## DIRECTIONS
Return each line in the records below that contains the string "straw", in the order the lines appear.

## PROVIDED DATA
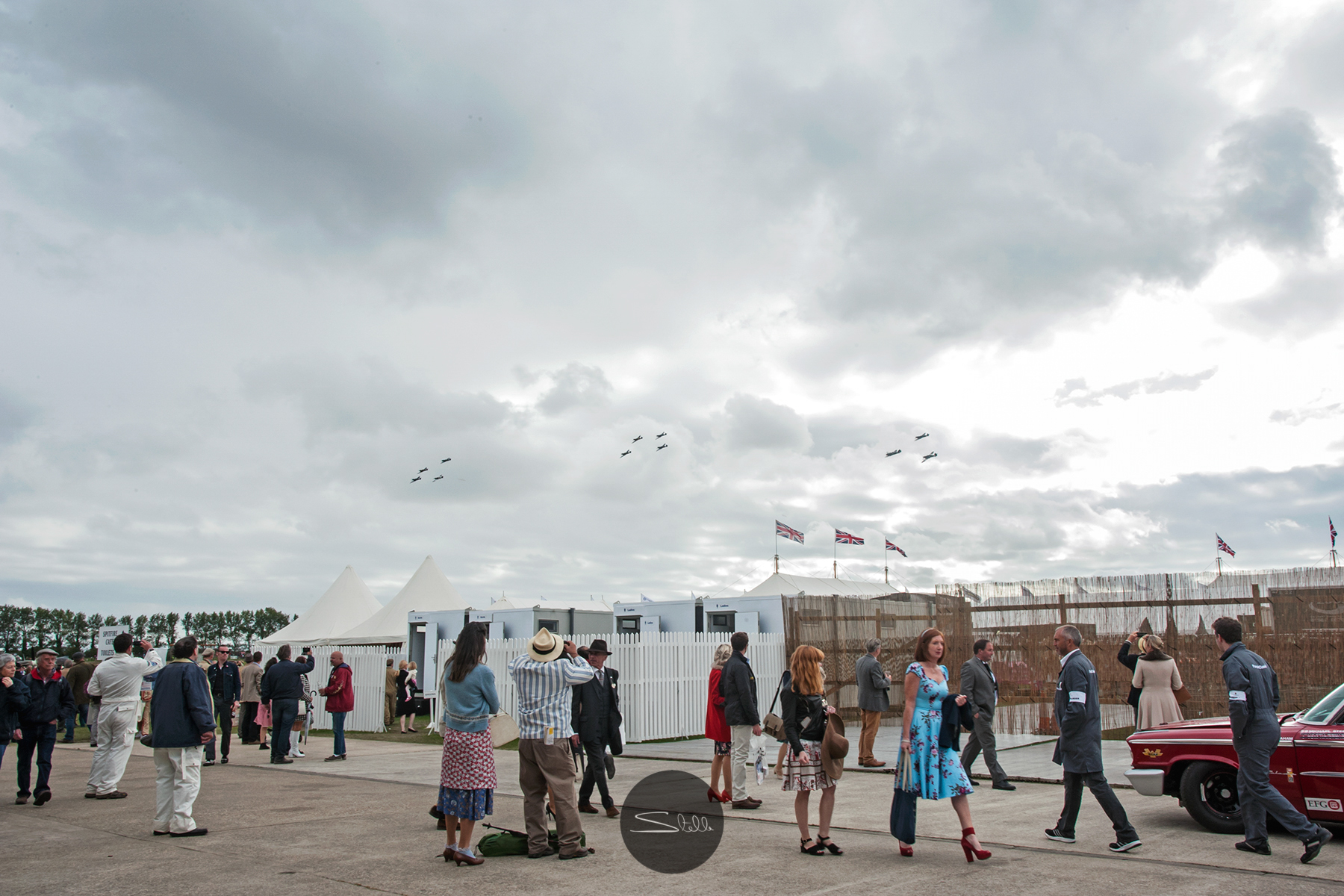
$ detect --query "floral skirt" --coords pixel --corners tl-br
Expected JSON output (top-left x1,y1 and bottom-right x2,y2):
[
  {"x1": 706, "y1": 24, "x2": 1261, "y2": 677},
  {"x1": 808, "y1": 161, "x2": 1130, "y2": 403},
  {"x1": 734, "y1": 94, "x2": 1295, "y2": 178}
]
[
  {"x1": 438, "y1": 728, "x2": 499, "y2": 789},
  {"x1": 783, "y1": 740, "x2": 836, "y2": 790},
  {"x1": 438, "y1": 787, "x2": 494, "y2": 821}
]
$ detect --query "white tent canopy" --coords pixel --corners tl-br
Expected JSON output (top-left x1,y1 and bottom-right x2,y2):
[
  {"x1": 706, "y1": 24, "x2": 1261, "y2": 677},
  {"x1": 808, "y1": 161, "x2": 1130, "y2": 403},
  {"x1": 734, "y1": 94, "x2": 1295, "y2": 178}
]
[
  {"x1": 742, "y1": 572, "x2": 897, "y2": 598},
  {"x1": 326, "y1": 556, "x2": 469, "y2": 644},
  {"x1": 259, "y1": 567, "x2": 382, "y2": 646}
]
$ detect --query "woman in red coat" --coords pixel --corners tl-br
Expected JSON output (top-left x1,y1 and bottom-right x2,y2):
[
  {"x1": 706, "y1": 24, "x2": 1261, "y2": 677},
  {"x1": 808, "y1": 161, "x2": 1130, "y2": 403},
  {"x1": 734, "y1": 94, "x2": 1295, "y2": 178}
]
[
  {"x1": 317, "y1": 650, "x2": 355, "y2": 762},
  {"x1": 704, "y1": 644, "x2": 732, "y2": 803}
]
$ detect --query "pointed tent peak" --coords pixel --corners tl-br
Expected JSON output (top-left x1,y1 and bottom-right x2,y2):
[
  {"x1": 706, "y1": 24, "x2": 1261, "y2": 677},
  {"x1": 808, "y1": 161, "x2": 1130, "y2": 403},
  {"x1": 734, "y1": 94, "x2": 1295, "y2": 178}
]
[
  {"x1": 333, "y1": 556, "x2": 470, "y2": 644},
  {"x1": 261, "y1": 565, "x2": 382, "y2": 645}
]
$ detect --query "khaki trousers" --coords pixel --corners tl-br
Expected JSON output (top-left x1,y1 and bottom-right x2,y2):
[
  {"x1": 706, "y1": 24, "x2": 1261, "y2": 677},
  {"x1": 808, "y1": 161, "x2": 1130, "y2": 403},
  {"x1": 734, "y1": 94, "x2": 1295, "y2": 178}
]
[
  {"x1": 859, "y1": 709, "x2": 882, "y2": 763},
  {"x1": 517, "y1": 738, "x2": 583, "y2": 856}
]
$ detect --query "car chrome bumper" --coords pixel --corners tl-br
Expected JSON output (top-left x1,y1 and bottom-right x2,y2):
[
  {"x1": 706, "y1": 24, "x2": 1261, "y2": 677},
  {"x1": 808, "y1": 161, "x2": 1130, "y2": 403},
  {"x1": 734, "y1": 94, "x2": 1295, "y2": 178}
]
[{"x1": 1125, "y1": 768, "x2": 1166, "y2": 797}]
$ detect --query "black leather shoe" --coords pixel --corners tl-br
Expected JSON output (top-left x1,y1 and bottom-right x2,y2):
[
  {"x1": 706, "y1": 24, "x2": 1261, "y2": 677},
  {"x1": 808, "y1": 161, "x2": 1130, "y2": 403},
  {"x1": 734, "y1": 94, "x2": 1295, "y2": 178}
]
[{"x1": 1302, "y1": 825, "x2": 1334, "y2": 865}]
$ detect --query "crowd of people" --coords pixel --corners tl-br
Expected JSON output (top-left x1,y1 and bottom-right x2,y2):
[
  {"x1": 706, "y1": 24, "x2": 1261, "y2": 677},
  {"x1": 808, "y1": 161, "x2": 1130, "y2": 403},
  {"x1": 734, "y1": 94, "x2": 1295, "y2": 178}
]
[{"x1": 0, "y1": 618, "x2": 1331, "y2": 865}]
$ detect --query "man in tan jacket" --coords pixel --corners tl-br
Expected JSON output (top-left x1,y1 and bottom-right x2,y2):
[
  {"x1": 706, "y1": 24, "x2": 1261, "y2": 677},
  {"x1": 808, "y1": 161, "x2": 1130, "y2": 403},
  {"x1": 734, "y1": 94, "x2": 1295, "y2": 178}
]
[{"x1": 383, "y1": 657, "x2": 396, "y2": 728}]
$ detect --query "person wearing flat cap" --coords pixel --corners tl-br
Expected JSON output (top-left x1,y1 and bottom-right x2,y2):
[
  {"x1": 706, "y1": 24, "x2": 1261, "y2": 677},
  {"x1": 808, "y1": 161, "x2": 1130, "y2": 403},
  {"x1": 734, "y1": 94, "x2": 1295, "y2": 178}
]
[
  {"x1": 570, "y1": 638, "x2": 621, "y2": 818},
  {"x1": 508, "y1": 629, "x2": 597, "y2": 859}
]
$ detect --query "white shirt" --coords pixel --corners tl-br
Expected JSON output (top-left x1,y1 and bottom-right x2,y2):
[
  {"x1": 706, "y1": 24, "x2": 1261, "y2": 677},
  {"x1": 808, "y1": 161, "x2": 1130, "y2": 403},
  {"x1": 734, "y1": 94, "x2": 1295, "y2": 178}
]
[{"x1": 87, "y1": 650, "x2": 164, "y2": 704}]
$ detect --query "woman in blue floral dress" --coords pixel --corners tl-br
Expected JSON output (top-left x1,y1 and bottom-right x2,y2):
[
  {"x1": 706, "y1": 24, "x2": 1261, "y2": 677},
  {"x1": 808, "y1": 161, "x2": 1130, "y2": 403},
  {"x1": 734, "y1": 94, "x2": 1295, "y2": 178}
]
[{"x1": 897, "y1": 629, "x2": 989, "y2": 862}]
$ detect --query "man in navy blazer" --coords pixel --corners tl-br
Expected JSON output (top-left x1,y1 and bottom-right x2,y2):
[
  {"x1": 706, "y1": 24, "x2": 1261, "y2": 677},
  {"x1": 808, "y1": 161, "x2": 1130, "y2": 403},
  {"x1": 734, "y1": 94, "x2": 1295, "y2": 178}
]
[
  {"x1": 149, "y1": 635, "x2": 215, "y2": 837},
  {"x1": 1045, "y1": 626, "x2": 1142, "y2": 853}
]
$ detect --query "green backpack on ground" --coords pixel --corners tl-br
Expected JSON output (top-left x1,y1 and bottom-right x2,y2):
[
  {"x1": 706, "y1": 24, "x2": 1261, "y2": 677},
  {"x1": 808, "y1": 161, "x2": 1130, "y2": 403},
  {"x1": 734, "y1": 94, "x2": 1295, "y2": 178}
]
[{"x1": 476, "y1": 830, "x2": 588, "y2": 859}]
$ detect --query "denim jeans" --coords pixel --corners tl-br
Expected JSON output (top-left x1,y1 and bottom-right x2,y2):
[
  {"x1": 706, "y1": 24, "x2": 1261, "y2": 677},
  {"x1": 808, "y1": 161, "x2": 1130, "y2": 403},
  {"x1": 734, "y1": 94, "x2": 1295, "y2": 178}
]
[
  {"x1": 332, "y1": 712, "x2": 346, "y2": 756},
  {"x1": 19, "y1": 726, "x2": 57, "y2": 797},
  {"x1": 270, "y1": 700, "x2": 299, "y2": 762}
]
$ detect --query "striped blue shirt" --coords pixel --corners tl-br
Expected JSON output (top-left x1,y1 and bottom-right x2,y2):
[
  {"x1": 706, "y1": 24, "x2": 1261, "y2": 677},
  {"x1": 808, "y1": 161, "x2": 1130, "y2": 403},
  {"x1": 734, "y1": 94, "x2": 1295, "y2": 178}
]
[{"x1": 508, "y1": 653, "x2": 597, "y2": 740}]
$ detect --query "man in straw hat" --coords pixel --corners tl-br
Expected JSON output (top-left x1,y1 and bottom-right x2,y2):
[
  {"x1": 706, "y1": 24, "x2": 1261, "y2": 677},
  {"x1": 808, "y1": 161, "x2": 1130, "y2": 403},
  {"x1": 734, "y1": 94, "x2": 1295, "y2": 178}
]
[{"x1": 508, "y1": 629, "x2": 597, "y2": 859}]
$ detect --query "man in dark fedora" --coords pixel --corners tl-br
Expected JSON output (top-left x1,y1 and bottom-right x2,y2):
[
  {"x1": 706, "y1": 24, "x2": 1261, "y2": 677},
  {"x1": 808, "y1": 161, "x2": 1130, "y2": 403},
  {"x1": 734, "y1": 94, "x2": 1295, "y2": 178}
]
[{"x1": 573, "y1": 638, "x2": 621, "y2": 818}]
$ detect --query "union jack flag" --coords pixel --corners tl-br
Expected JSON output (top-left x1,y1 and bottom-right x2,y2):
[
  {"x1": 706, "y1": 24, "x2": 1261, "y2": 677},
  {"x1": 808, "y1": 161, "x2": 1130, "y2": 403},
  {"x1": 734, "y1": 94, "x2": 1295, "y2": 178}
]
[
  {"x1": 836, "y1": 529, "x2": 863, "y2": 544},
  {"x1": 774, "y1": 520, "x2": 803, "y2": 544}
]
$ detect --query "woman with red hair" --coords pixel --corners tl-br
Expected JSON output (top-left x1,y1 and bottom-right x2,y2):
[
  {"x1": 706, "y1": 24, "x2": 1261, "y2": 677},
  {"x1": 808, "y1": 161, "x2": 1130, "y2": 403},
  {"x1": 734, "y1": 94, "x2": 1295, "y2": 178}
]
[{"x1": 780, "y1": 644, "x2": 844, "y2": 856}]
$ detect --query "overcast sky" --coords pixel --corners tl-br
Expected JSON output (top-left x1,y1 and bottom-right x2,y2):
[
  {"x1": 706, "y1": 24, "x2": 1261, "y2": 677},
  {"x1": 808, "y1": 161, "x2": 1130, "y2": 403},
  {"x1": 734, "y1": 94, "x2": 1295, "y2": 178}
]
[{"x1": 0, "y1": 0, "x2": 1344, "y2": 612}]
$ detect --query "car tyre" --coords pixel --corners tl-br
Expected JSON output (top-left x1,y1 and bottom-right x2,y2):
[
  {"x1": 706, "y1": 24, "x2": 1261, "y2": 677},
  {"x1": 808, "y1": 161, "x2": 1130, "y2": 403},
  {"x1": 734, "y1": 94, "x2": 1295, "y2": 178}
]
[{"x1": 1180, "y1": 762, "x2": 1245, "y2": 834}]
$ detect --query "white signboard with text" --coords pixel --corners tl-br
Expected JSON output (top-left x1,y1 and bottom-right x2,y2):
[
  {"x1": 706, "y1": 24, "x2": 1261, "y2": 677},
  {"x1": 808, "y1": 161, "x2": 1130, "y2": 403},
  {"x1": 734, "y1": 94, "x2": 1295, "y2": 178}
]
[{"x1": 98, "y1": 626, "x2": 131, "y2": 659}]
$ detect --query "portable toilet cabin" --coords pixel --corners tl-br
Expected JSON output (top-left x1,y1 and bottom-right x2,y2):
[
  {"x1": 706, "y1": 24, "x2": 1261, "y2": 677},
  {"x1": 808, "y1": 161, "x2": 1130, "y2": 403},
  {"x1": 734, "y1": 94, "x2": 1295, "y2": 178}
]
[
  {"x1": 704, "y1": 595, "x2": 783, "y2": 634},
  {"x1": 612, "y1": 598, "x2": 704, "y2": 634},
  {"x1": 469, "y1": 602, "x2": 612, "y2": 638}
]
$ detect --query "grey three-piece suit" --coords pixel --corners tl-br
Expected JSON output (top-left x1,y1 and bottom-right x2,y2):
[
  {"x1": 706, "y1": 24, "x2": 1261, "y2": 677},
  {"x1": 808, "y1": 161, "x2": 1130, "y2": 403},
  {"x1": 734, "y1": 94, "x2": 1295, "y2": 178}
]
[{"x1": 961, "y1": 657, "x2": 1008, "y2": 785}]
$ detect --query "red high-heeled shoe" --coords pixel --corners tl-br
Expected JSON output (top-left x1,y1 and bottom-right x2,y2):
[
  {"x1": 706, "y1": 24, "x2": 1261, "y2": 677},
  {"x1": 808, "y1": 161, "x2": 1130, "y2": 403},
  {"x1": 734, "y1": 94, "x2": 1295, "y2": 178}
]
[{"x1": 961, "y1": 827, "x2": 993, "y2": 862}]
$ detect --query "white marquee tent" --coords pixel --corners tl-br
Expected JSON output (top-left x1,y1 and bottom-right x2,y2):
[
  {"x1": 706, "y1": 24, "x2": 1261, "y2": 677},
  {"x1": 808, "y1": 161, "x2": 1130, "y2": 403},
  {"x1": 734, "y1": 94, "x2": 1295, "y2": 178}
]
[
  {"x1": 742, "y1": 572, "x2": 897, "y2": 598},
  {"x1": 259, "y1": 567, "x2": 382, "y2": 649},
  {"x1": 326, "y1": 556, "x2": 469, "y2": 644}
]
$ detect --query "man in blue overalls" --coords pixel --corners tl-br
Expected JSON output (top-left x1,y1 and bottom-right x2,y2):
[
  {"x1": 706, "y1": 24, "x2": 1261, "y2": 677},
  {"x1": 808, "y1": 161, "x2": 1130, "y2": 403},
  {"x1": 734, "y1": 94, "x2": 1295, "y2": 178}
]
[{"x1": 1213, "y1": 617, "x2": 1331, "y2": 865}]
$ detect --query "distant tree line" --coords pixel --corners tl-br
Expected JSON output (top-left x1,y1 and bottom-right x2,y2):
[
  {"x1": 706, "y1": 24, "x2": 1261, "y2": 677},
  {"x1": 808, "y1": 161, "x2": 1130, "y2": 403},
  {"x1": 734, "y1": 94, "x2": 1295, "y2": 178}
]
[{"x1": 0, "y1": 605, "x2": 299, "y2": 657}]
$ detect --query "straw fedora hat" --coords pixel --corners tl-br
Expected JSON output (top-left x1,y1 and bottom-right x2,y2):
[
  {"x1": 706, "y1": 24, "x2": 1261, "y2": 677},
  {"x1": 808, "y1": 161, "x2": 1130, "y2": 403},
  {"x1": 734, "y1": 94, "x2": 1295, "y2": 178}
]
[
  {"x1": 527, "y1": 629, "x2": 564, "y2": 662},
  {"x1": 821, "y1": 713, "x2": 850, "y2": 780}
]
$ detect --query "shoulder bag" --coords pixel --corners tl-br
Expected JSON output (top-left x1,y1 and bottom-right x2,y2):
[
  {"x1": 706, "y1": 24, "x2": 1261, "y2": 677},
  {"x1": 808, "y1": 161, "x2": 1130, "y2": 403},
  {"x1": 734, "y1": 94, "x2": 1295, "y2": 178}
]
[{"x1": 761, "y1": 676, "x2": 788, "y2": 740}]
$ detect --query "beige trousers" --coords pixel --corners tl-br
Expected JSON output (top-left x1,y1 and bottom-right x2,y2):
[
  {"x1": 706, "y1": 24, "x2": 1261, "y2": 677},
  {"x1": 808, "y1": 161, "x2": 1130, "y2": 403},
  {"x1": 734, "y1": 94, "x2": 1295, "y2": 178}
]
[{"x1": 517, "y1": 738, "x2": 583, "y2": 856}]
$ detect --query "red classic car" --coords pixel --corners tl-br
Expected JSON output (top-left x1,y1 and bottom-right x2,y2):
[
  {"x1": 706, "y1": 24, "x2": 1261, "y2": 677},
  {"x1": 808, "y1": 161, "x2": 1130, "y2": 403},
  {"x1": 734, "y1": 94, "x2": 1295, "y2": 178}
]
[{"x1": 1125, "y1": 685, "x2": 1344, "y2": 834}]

## SOLUTION TO THE PROBLEM
$ detect --query "man in straw hat" --coords pixel --corners tl-br
$ detect --query "straw fedora hat" --coords pixel --corners tl-br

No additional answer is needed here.